[Named-object pointing records]

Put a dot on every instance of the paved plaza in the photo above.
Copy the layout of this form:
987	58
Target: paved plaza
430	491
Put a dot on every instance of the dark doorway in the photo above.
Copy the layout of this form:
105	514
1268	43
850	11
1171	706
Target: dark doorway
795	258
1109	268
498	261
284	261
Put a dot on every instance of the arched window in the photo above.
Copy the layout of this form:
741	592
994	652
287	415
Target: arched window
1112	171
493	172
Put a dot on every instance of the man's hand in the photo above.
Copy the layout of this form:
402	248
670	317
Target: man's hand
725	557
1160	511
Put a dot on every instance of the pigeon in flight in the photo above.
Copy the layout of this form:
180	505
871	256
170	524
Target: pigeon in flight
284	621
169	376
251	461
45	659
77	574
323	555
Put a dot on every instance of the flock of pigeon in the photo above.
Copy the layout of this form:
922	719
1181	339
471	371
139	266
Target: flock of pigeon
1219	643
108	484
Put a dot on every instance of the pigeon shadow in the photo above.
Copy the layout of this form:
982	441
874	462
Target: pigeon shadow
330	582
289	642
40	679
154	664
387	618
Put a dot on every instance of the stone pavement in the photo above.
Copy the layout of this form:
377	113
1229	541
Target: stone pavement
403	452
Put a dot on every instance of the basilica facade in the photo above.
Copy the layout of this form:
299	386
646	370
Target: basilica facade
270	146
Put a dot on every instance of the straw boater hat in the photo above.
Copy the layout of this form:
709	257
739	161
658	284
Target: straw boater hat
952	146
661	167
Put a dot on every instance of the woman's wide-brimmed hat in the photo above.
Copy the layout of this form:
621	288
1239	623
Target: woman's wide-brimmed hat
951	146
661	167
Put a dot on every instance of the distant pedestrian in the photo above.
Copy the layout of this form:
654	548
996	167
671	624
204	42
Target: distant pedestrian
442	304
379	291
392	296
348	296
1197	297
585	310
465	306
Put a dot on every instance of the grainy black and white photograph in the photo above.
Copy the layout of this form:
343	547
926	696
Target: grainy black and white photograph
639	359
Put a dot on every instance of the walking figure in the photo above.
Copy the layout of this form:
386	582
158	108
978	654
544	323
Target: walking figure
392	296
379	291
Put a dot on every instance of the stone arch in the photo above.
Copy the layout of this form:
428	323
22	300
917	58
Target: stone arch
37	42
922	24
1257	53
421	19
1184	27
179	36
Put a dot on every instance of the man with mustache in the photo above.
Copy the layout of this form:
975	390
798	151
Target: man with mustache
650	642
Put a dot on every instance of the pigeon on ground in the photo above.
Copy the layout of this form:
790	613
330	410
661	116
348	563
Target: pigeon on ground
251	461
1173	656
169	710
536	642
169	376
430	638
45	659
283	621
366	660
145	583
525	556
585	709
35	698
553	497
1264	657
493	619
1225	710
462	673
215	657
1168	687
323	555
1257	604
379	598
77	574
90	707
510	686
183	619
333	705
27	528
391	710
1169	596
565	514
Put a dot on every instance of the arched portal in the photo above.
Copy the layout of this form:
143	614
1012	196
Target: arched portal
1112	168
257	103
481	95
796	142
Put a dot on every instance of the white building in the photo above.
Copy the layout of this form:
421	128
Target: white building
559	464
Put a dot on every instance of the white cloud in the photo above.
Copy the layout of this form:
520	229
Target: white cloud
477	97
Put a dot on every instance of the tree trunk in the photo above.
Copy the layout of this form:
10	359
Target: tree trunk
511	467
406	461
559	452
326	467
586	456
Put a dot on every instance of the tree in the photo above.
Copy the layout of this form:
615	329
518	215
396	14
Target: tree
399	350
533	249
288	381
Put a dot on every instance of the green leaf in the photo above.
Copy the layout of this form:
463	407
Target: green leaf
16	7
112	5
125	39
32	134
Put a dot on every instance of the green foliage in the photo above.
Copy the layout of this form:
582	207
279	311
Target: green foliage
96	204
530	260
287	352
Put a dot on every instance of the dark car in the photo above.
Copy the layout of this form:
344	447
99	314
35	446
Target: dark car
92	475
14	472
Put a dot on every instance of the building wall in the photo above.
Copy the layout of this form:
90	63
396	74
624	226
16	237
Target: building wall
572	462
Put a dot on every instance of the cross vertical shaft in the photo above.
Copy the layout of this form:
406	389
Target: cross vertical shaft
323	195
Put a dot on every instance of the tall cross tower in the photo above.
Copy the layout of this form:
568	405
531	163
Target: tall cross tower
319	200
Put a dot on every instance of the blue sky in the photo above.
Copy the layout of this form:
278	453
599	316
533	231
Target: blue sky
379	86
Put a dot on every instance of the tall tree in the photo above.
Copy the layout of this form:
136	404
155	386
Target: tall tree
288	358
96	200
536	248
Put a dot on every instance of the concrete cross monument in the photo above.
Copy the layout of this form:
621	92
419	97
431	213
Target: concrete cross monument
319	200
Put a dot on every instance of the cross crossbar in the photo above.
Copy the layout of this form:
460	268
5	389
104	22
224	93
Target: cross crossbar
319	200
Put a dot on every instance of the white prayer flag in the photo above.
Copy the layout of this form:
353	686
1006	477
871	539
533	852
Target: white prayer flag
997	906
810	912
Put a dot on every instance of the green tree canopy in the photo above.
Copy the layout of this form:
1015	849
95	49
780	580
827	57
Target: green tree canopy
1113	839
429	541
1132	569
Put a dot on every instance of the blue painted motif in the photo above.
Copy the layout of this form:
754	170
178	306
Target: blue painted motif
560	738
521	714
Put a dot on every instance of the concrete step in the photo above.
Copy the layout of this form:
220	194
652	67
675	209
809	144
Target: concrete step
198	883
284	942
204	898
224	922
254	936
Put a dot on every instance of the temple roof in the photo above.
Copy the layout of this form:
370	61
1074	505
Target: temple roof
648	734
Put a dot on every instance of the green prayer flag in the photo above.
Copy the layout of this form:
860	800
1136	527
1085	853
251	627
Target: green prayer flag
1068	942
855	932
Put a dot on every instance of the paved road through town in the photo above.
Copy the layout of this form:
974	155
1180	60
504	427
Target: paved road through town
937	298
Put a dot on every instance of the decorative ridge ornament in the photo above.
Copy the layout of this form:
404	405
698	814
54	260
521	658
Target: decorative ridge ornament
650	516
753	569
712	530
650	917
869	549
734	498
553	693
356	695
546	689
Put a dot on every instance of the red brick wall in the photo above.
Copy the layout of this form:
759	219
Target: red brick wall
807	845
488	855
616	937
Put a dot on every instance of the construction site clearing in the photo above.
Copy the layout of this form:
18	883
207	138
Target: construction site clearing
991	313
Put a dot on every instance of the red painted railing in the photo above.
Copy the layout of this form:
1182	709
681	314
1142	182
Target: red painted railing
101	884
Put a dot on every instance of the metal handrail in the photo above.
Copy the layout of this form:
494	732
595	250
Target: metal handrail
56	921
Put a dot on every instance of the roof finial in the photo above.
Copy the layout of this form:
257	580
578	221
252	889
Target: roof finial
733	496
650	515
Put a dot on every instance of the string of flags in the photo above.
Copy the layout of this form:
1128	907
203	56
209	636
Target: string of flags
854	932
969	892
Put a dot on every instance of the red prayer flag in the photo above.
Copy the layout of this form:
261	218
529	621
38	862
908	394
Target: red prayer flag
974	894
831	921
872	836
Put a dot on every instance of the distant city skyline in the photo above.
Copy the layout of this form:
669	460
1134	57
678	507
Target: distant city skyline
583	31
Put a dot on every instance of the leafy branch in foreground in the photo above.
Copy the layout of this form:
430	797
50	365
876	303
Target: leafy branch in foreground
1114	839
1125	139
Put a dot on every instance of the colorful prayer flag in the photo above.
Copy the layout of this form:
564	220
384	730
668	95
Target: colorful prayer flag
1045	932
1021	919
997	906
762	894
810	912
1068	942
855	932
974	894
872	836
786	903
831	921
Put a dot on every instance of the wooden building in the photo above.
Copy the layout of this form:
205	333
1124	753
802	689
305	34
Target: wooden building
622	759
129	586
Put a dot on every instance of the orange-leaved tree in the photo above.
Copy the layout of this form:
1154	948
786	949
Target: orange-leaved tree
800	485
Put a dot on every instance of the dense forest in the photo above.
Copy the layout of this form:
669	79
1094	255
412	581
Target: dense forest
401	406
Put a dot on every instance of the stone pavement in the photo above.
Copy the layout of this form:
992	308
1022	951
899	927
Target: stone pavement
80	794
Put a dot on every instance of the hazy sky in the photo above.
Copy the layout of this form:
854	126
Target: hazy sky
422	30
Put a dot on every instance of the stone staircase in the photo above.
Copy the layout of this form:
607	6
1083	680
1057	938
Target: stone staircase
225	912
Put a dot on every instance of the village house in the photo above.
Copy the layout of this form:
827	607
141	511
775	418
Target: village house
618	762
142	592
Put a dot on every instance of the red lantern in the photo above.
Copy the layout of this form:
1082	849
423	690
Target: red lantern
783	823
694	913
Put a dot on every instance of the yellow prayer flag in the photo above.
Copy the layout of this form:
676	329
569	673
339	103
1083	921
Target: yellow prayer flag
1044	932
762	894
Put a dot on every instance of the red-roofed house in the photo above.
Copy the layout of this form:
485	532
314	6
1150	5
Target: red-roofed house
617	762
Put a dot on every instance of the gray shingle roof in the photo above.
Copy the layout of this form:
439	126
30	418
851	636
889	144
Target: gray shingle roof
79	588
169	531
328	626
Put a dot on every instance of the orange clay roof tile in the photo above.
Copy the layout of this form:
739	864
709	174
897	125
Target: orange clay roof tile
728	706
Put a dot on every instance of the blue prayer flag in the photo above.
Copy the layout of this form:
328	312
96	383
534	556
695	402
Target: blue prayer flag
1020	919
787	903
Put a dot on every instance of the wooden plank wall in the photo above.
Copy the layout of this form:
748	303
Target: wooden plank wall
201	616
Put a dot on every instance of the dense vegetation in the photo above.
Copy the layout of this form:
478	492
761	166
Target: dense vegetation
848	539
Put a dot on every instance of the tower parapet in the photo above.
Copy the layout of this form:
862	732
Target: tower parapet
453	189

- Given task:
Give back exactly the lines from the one containing "Put a dot on every instance of the gray" to the end of the material, both ends included.

- Exercise solution:
Put a dot on every instance of the gray shingle roof in the photo above.
Copy the layout of this form:
439	126
30	418
851	636
889	144
Target: gray shingle roof
79	588
169	531
328	626
Put a dot on every instance of the orange clay roof tile in the photo above.
Copy the layout of this form:
739	864
709	174
897	125
Target: orange clay roof tile
728	706
Put a dot on every instance of the blue prayer flag in the photo above.
Copy the layout of this form:
328	312
96	383
534	556
695	402
Target: blue prayer flag
1020	919
787	903
Put a dot on every instance of the wooden plank wall in the photo above.
Copy the layout of this form:
748	303
Target: wooden plank wall
201	616
Put a dot on every instance of the dense vegetation in the photo above.
Copy the layout of this form:
478	492
761	166
Target: dense vegetation
848	539
Put a dot on every instance of the tower parapet in the photo above.
Copy the layout of this form:
862	732
Target: tower parapet
453	189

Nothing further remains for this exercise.